===== Provided data

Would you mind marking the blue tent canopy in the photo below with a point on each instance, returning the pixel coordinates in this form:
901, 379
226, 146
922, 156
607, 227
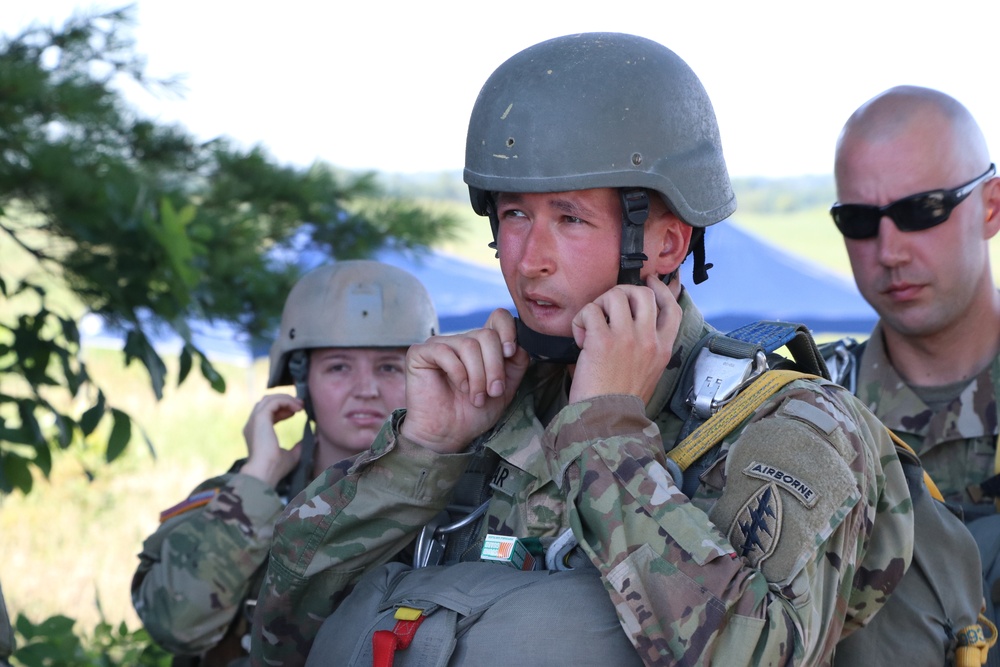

==========

■ Requirement: Skipping any images, write out all the data exactly.

■ Answer section:
Would you mind marking the blue tent canopy in the photo below with a point on each instance, returning the pixel coordinates in this form:
901, 379
226, 146
922, 156
607, 227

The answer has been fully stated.